GOAL OF THE EXERCISE: What is needed is an exact copy of all the entries.

DATA START

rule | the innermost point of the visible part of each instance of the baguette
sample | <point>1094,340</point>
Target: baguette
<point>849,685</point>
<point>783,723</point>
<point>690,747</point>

DATA END

ANSWER FOR THIS EXERCISE:
rule | the innermost point of the visible part of each instance of the baguette
sample | <point>1094,340</point>
Target: baguette
<point>849,685</point>
<point>783,723</point>
<point>690,747</point>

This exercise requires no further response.